Given request 1:
Quote the PSCI binding schema word for word, starting at "description: |+" and ending at "of secure software.".

Reading passage:

# SPDX-License-Identifier: GPL-2.0
%YAML 1.2
---
$id: http://devicetree.org/schemas/arm/psci.yaml#
$schema: http://devicetree.org/meta-schemas/core.yaml#

title: Power State Coordination Interface (PSCI)

maintainers:
  - Lorenzo Pieralisi <lorenzo.pieralisi@arm.com>

description: |+
  Firmware implementing the PSCI functions described in ARM document number
  ARM DEN 0022A ("Power State Coordination Interface System Software on ARM
  processors") can be used by Linux to initiate various CPU-centric power
  operations.

  Issue A of the specification describes functions for CPU suspend, hotplug
  and migration of secure software.

  Functions are invoked by trapping to the privilege level of the PSCI
  firmware (specified as part of the binding below) and passing arguments
  in a manner similar to that specified by AAPCS:

     r0       => 32-bit Function ID / return value
    {r1 - r3}	=> Parameters

  Note that the immediate field of the trapping instruction must be set
  to #0.

  [2] Power State Coordination Interface (PSCI) specification
    http://infocenter.arm.com/help/topic/com.arm.doc.den0022c/DEN0022C_Power_State_Coordination_Interface.pdf

properties:
  $nodename:
    const: psci

  compatible:
    oneOf:
      - description:
          For implementations complying to PSCI versions prior to 0.2.
        const: arm,psci

      - description:
          For implementations complying to PSCI 0.2.
          Function IDs are not required and should be ignored by an OS with
          PSCI 0.2 support, but are permitted to be present for compatibility
          with existing software when "arm,psci" is later in the compatible
          list.
        minItems: 1
        items:
          - const: arm,psci-0.2
          - const: arm,psci

      - description:
          For implementations complying to PSCI 1.0.
          PSCI 1.0 is backward compatible with PSCI 0.2 with minor
          specification updates, as defined in the PSCI specification[2].
        minItems: 1
        items:
          - const: arm,psci-1.0
          - const: arm,psci-0.2
          - const: arm,psci

  method:
    description: The method of calling the PSCI firmware.
    $ref: /schemas/types.yaml#/definitions/string-array
    enum:
      - smc
      # HVC #0, with the register assignments specified in this binding.

Records for processing:
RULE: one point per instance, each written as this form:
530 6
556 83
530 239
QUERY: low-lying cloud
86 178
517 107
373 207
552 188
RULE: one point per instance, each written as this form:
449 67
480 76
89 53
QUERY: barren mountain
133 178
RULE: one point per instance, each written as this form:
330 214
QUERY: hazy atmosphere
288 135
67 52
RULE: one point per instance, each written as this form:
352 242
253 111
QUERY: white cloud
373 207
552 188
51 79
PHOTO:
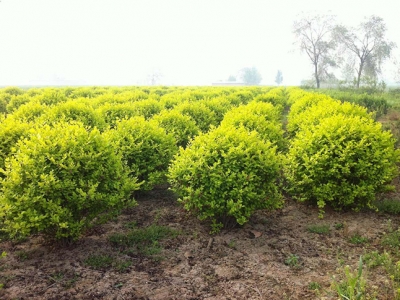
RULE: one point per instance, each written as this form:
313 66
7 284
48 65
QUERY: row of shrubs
67 166
226 174
338 154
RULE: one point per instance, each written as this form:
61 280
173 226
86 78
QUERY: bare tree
279 77
366 45
250 76
313 36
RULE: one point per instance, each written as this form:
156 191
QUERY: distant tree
397 70
279 77
232 78
250 76
313 35
366 45
155 77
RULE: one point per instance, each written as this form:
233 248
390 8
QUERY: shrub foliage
343 161
60 181
226 173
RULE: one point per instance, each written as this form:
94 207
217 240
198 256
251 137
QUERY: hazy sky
190 42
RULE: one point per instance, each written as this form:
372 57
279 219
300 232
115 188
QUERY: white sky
190 42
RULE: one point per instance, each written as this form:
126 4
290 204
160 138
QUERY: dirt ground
251 262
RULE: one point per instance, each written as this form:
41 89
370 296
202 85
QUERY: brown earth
241 263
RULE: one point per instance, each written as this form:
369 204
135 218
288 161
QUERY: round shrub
170 100
275 96
114 112
146 149
75 111
240 97
343 161
181 127
260 117
148 108
199 112
60 181
219 106
11 131
16 101
305 101
226 173
29 112
323 109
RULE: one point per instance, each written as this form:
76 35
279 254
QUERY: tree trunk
359 74
316 75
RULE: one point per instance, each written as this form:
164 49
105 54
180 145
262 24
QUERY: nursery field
198 193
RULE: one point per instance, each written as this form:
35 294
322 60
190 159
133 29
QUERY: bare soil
250 262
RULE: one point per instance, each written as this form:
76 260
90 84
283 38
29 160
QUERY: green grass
99 261
339 226
390 206
319 229
391 239
144 241
314 286
358 239
352 286
292 261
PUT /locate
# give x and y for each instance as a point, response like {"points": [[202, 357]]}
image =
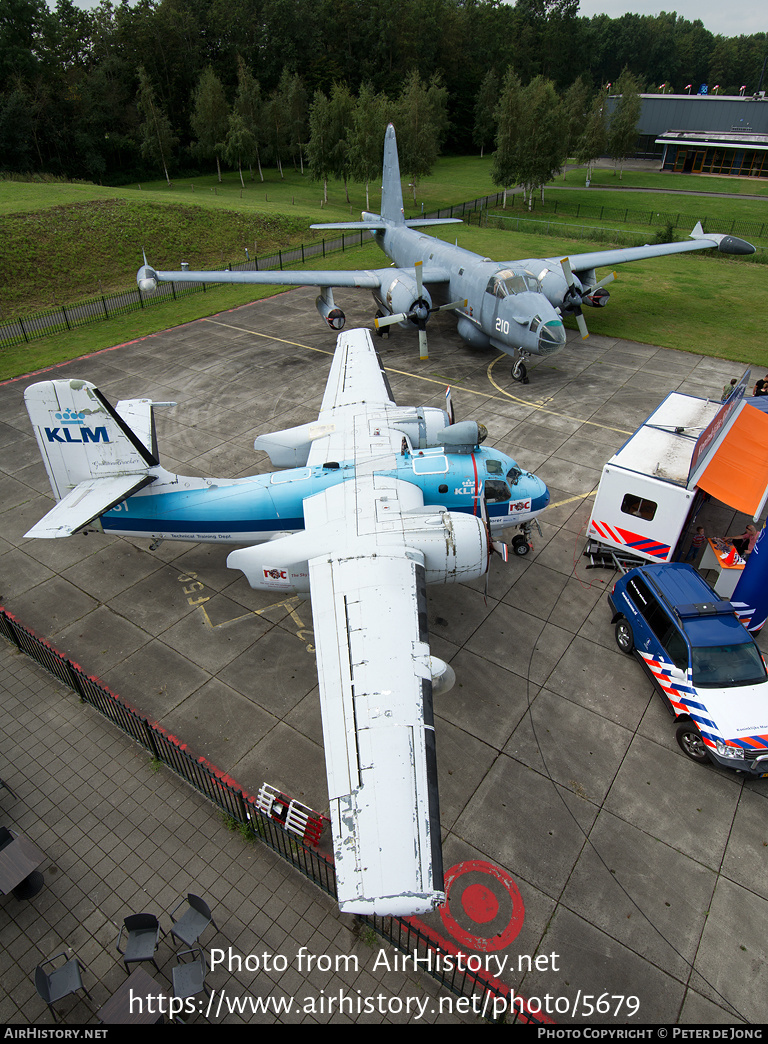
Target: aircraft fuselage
{"points": [[505, 307], [260, 507]]}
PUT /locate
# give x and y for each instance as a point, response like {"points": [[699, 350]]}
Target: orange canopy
{"points": [[738, 473]]}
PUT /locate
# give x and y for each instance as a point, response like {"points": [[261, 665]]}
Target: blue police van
{"points": [[701, 659]]}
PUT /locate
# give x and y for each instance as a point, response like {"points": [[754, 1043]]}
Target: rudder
{"points": [[81, 436]]}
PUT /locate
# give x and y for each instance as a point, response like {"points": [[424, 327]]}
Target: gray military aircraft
{"points": [[514, 306]]}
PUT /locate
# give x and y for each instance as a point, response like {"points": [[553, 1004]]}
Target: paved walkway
{"points": [[121, 837]]}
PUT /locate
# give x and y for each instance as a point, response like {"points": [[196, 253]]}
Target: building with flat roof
{"points": [[705, 134]]}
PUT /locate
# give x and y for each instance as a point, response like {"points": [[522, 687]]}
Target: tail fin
{"points": [[94, 459], [391, 190]]}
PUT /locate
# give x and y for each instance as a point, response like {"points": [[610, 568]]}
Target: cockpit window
{"points": [[496, 491], [506, 283]]}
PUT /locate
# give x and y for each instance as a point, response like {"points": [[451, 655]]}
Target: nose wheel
{"points": [[522, 543], [520, 371]]}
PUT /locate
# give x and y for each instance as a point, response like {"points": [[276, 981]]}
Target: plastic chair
{"points": [[193, 922], [143, 936], [61, 982], [189, 976]]}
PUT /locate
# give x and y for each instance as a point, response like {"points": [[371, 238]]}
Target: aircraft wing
{"points": [[697, 241], [84, 503], [369, 616], [147, 278], [352, 423]]}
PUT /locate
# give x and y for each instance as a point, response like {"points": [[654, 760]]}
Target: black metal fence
{"points": [[486, 997]]}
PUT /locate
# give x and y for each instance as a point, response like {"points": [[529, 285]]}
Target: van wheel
{"points": [[690, 741], [624, 636]]}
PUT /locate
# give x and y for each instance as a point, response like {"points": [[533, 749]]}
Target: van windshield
{"points": [[722, 666]]}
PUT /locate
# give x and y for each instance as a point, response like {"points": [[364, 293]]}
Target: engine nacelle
{"points": [[326, 306], [453, 548], [288, 448], [425, 426], [402, 295]]}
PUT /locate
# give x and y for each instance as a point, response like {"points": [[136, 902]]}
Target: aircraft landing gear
{"points": [[522, 543], [520, 371]]}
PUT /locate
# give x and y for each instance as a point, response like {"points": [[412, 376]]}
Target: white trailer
{"points": [[650, 488], [643, 502]]}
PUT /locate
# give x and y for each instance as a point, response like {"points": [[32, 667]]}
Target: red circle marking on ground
{"points": [[480, 903]]}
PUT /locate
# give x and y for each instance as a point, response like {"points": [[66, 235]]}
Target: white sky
{"points": [[728, 20]]}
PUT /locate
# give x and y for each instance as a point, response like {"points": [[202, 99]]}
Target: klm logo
{"points": [[69, 434]]}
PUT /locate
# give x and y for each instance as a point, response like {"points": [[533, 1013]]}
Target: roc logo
{"points": [[67, 434]]}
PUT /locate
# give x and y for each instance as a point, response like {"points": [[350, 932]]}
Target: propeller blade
{"points": [[575, 310], [606, 279], [566, 265], [452, 304], [423, 349], [389, 319]]}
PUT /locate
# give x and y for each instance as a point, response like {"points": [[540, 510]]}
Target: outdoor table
{"points": [[19, 860], [140, 986]]}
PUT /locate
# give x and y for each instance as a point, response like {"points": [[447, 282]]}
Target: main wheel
{"points": [[624, 638], [690, 741], [521, 546]]}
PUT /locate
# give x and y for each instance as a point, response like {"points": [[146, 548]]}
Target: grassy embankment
{"points": [[65, 242]]}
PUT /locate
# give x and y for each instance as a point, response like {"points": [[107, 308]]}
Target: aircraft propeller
{"points": [[572, 300], [495, 546], [420, 312]]}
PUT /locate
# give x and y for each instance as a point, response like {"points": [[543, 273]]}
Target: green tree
{"points": [[248, 109], [542, 147], [319, 146], [210, 118], [485, 102], [158, 140], [240, 145], [593, 140], [507, 113], [422, 121], [623, 125], [342, 118]]}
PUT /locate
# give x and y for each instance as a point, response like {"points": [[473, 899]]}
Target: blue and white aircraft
{"points": [[376, 502], [514, 306]]}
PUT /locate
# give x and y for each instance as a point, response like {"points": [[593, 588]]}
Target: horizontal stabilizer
{"points": [[87, 501], [421, 222], [353, 226]]}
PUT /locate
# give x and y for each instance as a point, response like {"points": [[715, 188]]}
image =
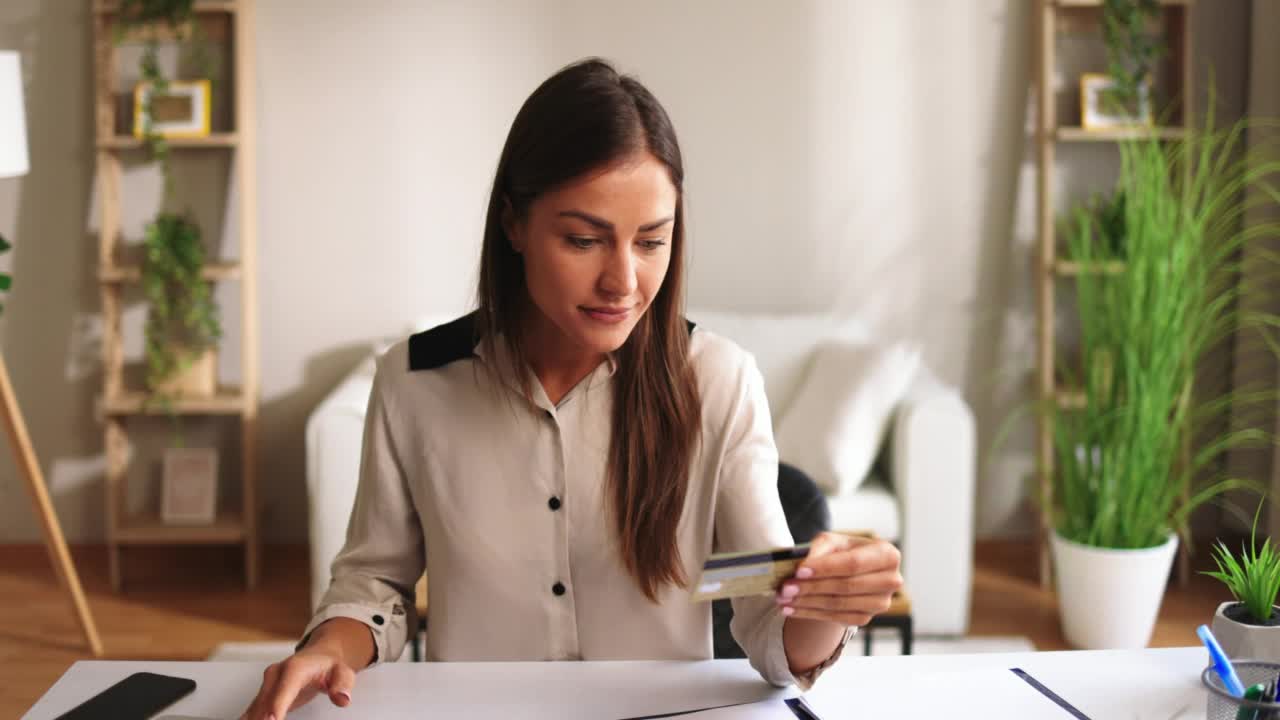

Given request 2:
Gather every line of the records that contains the word "hazy" and copy each one.

Output 1:
description: |+
  Firmware implementing the PSCI functions described in ARM document number
  ARM DEN 0022A ("Power State Coordination Interface System Software on ARM
  processors") can be used by Linux to initiate various CPU-centric power
  operations.

  Issue A of the specification describes functions for CPU suspend, hotplug
  and migration of secure software.

Output 2:
QUERY: hazy atmosphere
QUERY: hazy sky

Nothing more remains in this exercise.